#### TASK GOAL
Copy the listing from its first line through the line containing "[[[566,82],[566,0],[0,1],[4,78]]]", substituting "integer" for "whole-pixel" and changing nothing else.

#### INFORMATION SUPPLIED
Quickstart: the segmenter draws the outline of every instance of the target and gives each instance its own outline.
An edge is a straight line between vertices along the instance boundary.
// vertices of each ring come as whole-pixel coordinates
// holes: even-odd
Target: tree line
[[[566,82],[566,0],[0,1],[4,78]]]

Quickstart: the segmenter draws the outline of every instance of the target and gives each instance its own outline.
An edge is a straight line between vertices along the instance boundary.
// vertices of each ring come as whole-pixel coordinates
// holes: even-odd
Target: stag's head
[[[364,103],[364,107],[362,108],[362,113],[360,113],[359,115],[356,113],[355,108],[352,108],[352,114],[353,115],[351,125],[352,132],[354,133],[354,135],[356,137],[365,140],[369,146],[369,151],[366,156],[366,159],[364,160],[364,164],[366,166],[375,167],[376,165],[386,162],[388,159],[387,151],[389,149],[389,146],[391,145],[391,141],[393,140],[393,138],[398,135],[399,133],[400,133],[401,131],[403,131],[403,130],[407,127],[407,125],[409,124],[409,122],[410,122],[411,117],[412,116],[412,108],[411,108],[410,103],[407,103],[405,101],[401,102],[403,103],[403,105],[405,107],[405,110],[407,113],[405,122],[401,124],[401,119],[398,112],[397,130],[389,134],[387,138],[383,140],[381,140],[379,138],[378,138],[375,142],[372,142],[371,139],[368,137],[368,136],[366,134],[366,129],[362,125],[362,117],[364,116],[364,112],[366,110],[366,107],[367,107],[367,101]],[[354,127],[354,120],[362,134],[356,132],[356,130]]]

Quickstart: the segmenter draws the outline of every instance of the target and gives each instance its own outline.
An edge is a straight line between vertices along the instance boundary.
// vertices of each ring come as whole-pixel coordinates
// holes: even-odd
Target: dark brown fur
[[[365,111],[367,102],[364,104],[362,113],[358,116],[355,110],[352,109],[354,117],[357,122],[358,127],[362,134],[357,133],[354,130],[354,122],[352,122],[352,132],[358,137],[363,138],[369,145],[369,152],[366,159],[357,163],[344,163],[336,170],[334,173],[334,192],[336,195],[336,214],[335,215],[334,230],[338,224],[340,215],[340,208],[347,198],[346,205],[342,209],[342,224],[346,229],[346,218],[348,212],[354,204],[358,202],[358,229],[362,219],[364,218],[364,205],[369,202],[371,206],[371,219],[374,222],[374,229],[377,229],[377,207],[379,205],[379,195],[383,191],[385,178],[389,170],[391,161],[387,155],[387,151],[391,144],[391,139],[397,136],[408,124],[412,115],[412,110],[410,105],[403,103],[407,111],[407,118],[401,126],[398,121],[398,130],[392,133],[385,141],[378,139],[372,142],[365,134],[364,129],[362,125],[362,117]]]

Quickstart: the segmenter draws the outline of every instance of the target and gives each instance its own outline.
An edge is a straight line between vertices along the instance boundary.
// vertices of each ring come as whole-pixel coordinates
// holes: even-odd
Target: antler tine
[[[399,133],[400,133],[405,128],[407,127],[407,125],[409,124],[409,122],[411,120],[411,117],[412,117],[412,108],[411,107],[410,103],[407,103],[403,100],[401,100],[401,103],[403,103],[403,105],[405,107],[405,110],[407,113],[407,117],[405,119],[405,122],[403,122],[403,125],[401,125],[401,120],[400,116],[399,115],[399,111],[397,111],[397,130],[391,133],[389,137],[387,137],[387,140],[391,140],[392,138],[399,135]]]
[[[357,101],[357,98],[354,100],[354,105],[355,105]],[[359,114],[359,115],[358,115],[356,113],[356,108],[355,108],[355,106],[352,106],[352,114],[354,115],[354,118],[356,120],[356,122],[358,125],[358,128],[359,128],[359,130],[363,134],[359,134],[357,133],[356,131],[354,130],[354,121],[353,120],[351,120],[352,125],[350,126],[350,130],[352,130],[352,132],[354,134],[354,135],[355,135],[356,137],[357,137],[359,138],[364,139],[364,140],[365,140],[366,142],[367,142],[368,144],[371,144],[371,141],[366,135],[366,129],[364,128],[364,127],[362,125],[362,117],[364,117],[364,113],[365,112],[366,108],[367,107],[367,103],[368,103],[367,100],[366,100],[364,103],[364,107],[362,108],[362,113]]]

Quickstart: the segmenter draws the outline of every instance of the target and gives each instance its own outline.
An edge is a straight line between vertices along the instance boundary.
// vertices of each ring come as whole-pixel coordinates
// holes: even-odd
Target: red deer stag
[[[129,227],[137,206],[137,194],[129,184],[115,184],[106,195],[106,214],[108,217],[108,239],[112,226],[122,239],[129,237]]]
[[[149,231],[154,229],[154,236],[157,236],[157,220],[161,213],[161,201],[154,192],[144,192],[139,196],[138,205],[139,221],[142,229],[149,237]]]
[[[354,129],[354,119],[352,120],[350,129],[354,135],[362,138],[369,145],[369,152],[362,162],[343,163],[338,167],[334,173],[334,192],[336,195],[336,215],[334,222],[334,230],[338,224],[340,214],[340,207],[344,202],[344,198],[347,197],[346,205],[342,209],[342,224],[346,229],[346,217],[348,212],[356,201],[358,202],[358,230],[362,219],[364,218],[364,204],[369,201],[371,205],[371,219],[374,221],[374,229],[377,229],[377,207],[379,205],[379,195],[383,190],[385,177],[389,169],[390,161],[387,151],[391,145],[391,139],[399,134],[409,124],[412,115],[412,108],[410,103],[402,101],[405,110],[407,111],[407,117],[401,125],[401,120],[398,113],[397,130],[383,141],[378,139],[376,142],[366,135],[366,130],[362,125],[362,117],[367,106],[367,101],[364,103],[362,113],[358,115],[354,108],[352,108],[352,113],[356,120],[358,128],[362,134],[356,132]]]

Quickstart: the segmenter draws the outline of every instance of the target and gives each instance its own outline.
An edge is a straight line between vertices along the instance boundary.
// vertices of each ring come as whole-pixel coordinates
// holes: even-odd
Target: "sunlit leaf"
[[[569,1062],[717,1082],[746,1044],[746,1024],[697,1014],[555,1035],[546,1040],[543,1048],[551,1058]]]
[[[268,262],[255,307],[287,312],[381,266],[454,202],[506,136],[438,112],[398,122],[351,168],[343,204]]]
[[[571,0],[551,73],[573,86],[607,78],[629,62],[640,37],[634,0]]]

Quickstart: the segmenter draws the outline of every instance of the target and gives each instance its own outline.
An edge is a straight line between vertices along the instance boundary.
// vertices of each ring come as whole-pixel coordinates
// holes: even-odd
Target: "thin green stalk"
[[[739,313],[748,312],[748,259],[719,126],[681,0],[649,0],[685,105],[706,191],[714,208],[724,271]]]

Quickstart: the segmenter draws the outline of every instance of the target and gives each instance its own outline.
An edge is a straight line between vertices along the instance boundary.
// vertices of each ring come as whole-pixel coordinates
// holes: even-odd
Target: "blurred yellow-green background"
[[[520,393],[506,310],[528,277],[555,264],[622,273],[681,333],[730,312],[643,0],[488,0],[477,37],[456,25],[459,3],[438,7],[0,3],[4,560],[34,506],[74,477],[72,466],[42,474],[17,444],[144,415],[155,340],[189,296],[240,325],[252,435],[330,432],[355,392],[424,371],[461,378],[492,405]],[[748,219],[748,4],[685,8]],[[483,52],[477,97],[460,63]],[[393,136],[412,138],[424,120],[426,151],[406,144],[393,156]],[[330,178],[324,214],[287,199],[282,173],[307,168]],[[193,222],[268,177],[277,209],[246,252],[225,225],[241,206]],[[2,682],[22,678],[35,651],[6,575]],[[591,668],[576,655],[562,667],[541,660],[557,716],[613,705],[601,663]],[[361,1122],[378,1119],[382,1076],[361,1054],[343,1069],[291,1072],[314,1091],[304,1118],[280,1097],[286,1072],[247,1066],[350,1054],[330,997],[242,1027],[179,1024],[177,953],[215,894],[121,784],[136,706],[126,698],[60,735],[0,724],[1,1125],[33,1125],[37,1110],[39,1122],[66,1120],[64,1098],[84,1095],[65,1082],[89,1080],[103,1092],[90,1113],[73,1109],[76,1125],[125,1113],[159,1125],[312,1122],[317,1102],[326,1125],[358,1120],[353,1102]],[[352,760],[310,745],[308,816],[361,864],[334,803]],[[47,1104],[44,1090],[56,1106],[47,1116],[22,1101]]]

#### RIGHT ANSWER
Quickstart: the segmenter draws the outline of every instance of the target and gives each instance its own outline.
An edge is a straight line between vertices along the instance boundary.
// vertices of each ring come as integer coordinates
// holes: even-odd
Target: tree line
[[[566,82],[566,0],[0,1],[4,78]]]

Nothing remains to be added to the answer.